▶ [WHAT TO WORK ON]
Could you find every line in the records below that contains the word "black" and copy it?

*** EXTRACTED RECORDS ***

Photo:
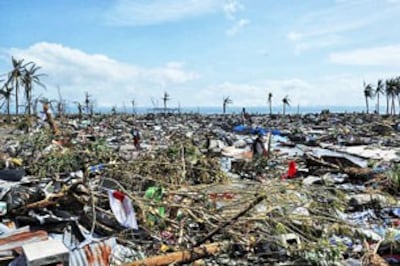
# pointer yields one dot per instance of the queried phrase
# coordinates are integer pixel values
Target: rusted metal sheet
(94, 254)
(17, 240)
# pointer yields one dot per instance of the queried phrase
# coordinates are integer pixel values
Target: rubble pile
(324, 190)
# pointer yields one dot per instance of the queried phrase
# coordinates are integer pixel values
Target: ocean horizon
(235, 109)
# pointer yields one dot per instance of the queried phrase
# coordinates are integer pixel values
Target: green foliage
(393, 177)
(323, 253)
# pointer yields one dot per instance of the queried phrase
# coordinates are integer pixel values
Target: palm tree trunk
(393, 110)
(16, 97)
(8, 109)
(387, 104)
(398, 99)
(29, 100)
(377, 107)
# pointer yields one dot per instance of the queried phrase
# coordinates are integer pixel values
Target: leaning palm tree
(368, 94)
(270, 103)
(6, 94)
(397, 89)
(390, 92)
(379, 90)
(15, 78)
(133, 106)
(165, 99)
(285, 102)
(225, 102)
(29, 79)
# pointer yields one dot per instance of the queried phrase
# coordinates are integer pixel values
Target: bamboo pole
(182, 256)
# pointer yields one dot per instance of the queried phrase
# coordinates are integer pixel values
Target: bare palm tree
(285, 102)
(396, 83)
(29, 79)
(15, 78)
(6, 93)
(165, 99)
(270, 103)
(79, 106)
(379, 90)
(87, 102)
(133, 106)
(368, 94)
(225, 102)
(390, 91)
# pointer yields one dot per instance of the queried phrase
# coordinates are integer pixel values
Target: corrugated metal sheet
(94, 254)
(21, 238)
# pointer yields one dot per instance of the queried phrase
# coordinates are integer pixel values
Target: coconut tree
(285, 102)
(368, 94)
(379, 90)
(15, 77)
(133, 106)
(390, 91)
(270, 103)
(397, 89)
(165, 99)
(225, 102)
(5, 92)
(29, 79)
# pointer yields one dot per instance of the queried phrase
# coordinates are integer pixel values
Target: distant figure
(258, 147)
(136, 138)
(245, 116)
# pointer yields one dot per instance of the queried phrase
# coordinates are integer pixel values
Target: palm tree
(15, 78)
(87, 102)
(6, 94)
(270, 103)
(133, 106)
(368, 93)
(165, 99)
(285, 102)
(378, 91)
(29, 78)
(397, 89)
(225, 102)
(390, 92)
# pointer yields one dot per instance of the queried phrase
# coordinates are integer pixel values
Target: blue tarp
(255, 131)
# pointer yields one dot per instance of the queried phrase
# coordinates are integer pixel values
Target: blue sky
(318, 52)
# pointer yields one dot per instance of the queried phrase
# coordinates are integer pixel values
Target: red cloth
(119, 195)
(292, 169)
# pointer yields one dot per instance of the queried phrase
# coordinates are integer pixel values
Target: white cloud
(378, 56)
(239, 24)
(339, 23)
(338, 90)
(109, 81)
(152, 12)
(231, 7)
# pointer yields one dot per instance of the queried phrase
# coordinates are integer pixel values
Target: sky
(318, 52)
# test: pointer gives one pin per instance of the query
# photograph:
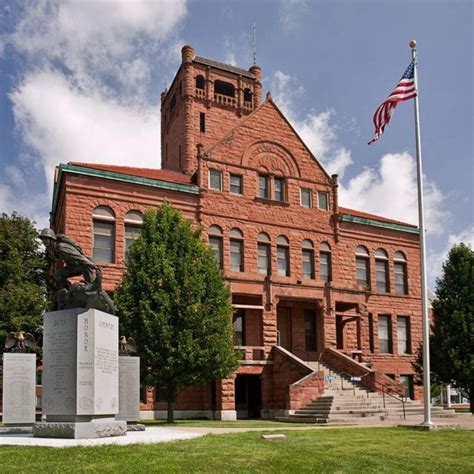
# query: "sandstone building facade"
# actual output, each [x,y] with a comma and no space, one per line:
[310,280]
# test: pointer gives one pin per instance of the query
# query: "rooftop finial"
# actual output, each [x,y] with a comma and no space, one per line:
[254,46]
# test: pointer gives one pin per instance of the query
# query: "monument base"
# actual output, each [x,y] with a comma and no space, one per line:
[79,430]
[135,426]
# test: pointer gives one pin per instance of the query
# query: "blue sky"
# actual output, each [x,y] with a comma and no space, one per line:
[80,81]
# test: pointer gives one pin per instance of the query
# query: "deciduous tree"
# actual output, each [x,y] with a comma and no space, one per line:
[174,302]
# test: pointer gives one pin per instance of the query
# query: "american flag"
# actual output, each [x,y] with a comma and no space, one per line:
[404,90]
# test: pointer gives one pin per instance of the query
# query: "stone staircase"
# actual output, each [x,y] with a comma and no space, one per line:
[346,401]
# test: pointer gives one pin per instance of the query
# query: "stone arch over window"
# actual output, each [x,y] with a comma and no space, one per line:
[236,250]
[224,88]
[271,157]
[362,266]
[200,82]
[325,264]
[247,95]
[103,244]
[307,257]
[264,254]
[133,221]
[215,242]
[401,273]
[381,271]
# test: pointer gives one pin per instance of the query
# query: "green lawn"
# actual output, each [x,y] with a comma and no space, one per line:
[333,450]
[224,424]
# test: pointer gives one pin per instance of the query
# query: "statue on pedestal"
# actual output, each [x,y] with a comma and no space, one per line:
[87,294]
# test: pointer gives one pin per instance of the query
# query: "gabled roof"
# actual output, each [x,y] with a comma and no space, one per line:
[150,173]
[267,103]
[359,217]
[223,66]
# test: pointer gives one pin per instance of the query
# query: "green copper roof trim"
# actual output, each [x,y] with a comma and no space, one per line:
[157,183]
[375,223]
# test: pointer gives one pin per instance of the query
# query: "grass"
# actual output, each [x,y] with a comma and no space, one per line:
[222,424]
[336,450]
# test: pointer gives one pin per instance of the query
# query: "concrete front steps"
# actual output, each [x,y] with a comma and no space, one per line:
[346,402]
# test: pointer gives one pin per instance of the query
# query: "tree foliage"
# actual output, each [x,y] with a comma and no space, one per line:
[452,338]
[22,276]
[174,302]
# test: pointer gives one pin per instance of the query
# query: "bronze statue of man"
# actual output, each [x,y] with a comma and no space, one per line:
[61,247]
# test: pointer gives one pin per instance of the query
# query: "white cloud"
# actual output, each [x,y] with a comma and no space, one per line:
[290,11]
[78,127]
[389,189]
[436,259]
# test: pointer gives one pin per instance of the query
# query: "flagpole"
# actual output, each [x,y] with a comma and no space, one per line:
[424,300]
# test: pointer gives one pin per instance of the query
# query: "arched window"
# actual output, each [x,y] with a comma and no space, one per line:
[104,235]
[401,277]
[325,261]
[308,259]
[200,82]
[283,256]
[215,242]
[264,254]
[133,222]
[381,271]
[362,266]
[224,88]
[236,250]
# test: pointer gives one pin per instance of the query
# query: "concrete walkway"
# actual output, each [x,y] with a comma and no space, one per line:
[163,434]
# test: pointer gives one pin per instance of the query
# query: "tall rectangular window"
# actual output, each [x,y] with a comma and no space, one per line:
[202,122]
[279,189]
[236,255]
[385,334]
[403,335]
[263,259]
[401,287]
[325,266]
[103,251]
[215,180]
[381,272]
[263,186]
[323,200]
[236,184]
[238,322]
[216,244]
[362,271]
[132,232]
[308,263]
[310,341]
[283,260]
[306,197]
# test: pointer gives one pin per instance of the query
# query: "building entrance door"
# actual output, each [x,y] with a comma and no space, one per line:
[284,327]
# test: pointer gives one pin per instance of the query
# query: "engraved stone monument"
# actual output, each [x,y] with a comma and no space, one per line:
[19,389]
[129,389]
[80,375]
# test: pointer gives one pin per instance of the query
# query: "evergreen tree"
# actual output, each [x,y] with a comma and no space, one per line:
[22,276]
[452,338]
[174,302]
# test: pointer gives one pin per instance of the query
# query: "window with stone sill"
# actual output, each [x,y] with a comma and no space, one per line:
[104,235]
[325,262]
[215,242]
[236,250]
[323,201]
[308,259]
[283,256]
[215,180]
[306,198]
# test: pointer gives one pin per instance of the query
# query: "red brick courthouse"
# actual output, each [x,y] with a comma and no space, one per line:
[310,280]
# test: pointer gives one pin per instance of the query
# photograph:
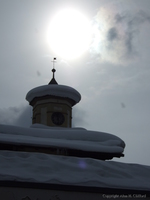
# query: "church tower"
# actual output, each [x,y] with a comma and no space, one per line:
[52,104]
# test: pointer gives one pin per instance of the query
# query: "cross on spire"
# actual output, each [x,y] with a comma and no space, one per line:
[53,81]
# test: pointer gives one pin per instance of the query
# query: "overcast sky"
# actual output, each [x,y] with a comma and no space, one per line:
[112,75]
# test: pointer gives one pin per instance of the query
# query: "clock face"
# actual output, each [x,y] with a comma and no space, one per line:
[58,118]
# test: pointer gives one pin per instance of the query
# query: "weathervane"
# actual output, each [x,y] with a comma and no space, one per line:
[53,81]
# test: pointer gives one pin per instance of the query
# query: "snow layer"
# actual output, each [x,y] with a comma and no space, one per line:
[79,138]
[54,90]
[44,168]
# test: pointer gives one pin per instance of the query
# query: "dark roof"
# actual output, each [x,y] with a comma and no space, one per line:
[53,81]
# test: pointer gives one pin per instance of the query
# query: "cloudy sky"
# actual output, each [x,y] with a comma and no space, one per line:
[108,65]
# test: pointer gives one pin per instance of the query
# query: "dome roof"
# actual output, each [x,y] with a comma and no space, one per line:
[54,90]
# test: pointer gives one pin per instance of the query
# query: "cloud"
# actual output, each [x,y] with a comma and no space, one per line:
[112,34]
[116,35]
[78,117]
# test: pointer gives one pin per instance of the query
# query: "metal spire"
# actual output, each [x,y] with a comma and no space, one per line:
[53,81]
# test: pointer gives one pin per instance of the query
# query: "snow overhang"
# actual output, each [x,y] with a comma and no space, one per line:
[56,91]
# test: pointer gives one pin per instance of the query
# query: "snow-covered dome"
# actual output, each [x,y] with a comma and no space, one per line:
[54,90]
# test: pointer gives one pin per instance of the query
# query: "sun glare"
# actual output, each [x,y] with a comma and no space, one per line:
[69,34]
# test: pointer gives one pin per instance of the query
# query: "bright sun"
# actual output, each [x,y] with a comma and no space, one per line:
[69,34]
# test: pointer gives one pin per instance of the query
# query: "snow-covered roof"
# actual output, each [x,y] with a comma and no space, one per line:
[54,90]
[44,168]
[73,138]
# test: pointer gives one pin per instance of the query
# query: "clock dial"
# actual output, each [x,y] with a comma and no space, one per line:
[58,118]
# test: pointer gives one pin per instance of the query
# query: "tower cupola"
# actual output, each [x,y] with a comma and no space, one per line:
[52,104]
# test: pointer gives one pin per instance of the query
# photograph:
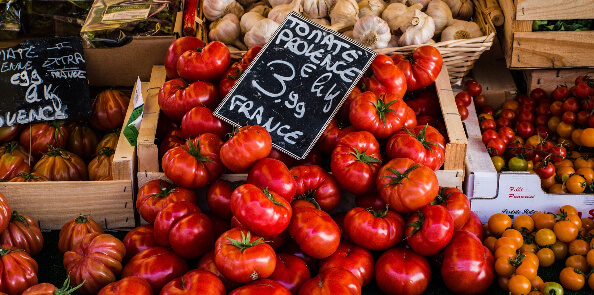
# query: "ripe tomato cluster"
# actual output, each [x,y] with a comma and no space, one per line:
[528,242]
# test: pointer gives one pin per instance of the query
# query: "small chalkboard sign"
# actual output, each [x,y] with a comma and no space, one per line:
[43,80]
[296,84]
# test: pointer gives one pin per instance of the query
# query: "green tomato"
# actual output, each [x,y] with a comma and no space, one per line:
[517,164]
[552,288]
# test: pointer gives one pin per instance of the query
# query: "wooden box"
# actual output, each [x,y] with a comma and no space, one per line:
[452,173]
[527,49]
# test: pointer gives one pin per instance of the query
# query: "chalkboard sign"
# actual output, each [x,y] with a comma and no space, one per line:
[296,84]
[43,80]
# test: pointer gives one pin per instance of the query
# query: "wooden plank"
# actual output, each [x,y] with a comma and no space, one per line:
[552,49]
[554,9]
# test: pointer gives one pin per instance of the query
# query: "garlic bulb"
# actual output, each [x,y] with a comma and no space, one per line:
[248,21]
[441,14]
[371,7]
[461,9]
[344,11]
[280,12]
[317,8]
[226,30]
[260,33]
[398,14]
[372,31]
[418,30]
[215,9]
[461,29]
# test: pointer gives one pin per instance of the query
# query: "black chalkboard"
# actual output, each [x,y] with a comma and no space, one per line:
[43,80]
[296,84]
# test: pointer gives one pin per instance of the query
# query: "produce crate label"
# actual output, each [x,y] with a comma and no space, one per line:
[296,84]
[43,80]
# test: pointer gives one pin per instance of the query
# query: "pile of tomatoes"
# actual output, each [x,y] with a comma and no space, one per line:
[528,242]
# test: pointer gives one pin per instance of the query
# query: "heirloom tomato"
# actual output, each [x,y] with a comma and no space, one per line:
[422,144]
[429,230]
[290,271]
[177,48]
[421,67]
[156,265]
[109,110]
[23,233]
[402,271]
[357,260]
[273,211]
[355,162]
[406,186]
[177,97]
[243,257]
[96,261]
[127,286]
[39,136]
[382,115]
[61,165]
[206,63]
[74,230]
[195,164]
[315,231]
[248,145]
[157,194]
[196,281]
[468,266]
[274,175]
[18,271]
[386,78]
[374,230]
[313,182]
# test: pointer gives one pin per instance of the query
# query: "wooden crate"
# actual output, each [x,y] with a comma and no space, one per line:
[452,173]
[527,49]
[109,203]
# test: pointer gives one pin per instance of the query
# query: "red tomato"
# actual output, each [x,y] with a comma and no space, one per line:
[355,162]
[18,270]
[402,271]
[374,230]
[420,68]
[195,164]
[243,257]
[23,233]
[429,230]
[97,260]
[381,115]
[333,280]
[423,144]
[206,63]
[386,78]
[406,186]
[291,272]
[315,182]
[246,147]
[315,231]
[157,266]
[274,175]
[127,286]
[196,281]
[177,47]
[74,230]
[273,211]
[355,259]
[468,266]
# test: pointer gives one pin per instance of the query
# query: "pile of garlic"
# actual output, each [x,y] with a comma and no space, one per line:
[242,24]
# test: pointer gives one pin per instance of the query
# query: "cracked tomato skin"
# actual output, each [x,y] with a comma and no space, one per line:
[355,162]
[405,186]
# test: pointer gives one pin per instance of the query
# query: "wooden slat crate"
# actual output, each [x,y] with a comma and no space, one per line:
[452,173]
[527,49]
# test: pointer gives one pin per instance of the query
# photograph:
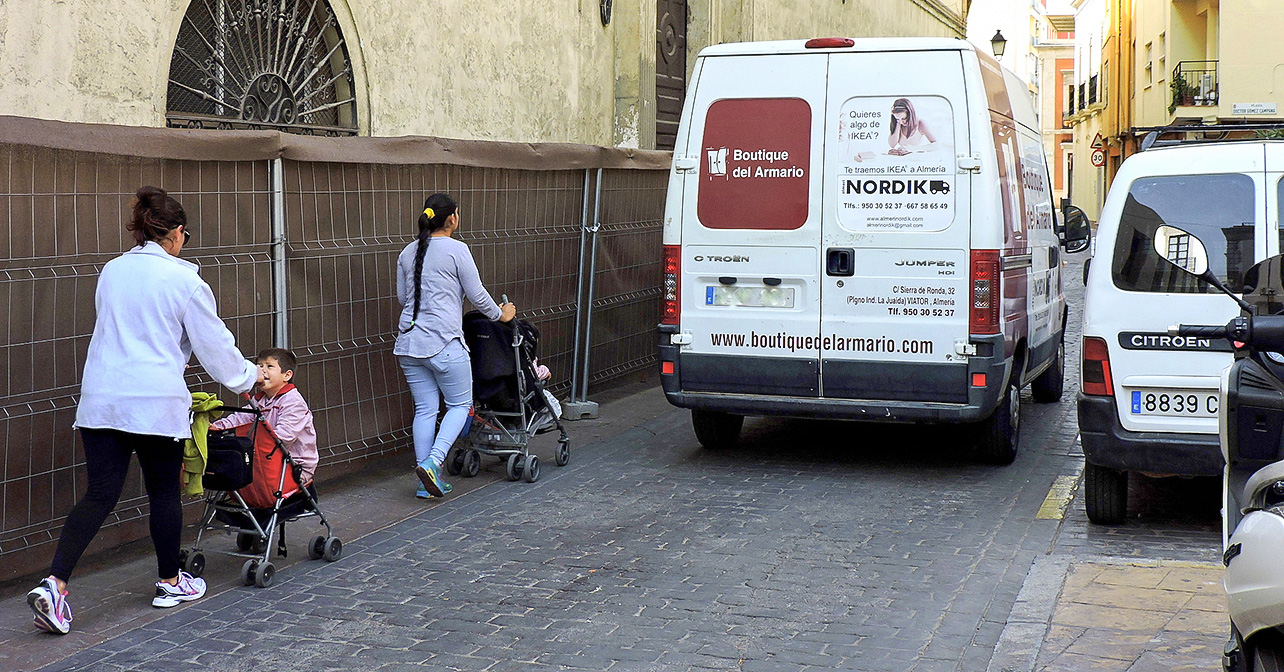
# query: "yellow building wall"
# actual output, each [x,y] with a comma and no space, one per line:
[497,70]
[1251,67]
[1152,97]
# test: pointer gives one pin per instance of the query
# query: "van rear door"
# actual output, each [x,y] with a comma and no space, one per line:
[894,297]
[749,271]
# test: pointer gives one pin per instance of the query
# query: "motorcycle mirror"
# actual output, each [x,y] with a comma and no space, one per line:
[1181,249]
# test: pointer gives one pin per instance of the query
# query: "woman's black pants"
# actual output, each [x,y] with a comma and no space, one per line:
[107,460]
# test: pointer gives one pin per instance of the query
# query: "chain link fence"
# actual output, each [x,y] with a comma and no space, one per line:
[298,239]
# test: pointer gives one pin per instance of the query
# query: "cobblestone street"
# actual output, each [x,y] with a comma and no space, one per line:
[812,545]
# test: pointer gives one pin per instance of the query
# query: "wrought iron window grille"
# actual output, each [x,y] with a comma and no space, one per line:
[262,64]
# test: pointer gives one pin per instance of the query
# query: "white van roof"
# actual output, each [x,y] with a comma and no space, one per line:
[863,44]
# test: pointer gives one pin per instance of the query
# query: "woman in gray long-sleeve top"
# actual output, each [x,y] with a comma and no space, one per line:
[434,274]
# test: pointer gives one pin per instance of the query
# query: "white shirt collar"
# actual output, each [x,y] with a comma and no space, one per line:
[152,247]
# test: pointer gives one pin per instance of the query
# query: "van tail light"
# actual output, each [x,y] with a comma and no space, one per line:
[984,318]
[672,303]
[1097,369]
[828,43]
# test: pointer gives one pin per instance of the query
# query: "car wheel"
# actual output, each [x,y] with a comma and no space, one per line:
[717,429]
[1267,650]
[1049,386]
[1106,494]
[998,437]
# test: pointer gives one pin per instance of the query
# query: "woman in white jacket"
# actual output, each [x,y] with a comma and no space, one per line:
[153,312]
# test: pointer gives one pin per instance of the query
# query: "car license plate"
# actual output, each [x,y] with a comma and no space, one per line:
[1175,402]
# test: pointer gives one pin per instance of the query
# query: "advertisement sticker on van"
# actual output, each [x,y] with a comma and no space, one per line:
[755,165]
[895,163]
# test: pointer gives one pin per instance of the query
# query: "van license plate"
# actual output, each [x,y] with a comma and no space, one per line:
[1179,402]
[756,297]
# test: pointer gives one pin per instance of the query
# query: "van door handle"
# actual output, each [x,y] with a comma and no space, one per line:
[840,261]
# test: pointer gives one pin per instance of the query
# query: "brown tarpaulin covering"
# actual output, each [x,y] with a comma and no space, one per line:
[188,144]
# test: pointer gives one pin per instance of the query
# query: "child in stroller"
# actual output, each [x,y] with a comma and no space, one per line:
[284,409]
[267,481]
[509,400]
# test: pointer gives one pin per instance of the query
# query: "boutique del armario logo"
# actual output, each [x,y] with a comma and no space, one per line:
[751,163]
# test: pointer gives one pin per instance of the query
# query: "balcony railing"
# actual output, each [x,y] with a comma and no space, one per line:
[1194,82]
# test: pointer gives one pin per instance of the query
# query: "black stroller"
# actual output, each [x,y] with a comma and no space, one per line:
[252,488]
[509,404]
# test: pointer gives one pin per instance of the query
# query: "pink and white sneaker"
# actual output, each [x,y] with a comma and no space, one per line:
[53,613]
[188,589]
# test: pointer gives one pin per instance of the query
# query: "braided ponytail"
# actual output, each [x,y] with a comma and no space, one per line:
[437,210]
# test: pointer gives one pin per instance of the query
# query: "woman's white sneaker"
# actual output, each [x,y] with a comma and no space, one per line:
[188,589]
[53,613]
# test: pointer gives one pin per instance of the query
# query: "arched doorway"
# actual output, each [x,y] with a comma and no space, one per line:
[262,64]
[670,70]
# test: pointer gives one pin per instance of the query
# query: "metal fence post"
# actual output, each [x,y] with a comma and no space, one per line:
[579,294]
[579,407]
[280,305]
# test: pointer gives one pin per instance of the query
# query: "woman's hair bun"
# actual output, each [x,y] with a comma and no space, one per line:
[150,197]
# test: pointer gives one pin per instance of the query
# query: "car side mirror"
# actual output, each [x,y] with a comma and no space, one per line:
[1181,249]
[1077,231]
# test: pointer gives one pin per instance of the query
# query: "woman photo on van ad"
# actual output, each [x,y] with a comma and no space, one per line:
[898,163]
[434,275]
[905,131]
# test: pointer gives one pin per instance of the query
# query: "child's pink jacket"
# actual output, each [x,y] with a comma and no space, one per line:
[292,420]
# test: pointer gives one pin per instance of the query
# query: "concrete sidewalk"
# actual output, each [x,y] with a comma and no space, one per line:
[111,591]
[1104,614]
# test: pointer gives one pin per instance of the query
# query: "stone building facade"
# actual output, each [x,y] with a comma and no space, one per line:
[568,71]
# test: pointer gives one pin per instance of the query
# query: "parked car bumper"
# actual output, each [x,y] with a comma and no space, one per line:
[1107,443]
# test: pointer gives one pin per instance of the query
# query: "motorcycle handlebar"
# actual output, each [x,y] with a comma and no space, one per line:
[1198,330]
[1257,332]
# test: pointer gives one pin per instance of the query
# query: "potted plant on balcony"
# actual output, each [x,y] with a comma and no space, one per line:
[1183,93]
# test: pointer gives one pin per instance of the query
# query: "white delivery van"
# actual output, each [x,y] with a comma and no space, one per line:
[1148,401]
[860,229]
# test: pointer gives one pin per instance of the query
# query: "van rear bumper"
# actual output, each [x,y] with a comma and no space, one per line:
[889,411]
[1107,443]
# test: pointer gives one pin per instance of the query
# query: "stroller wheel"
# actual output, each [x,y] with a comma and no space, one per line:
[263,574]
[194,564]
[333,549]
[316,548]
[471,463]
[455,463]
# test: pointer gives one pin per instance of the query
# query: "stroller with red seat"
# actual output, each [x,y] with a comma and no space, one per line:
[252,487]
[509,404]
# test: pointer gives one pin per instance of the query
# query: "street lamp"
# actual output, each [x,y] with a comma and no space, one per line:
[998,43]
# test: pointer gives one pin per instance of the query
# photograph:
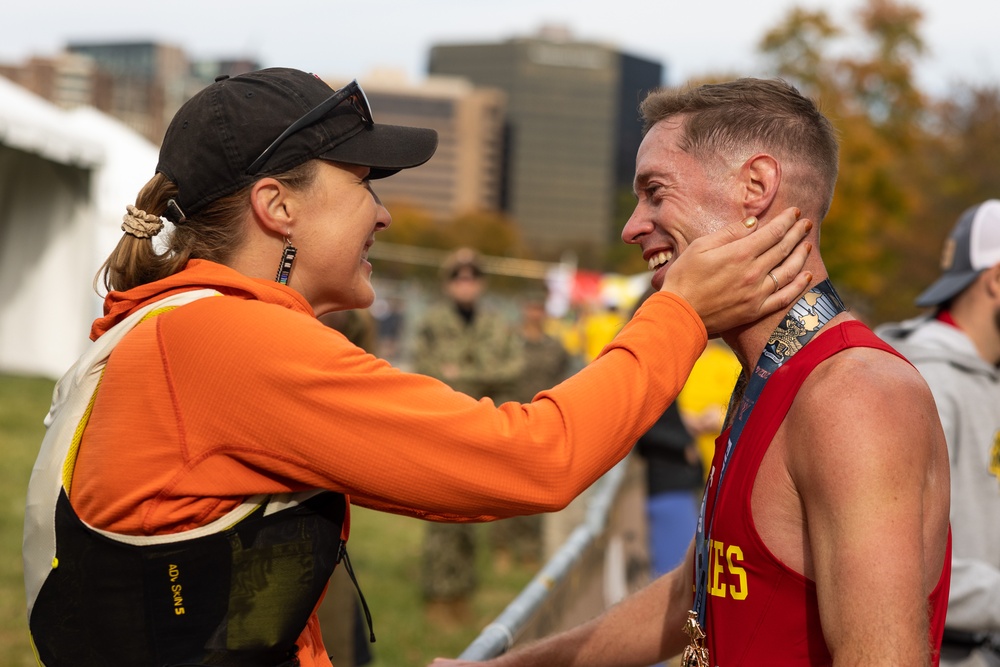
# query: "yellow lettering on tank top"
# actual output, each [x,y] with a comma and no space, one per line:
[718,567]
[727,573]
[733,555]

***

▶ [ANSWER TO THIS EXERCISE]
# query: "black chalkboard"
# query: "woman's black pants"
# query: "black stroller"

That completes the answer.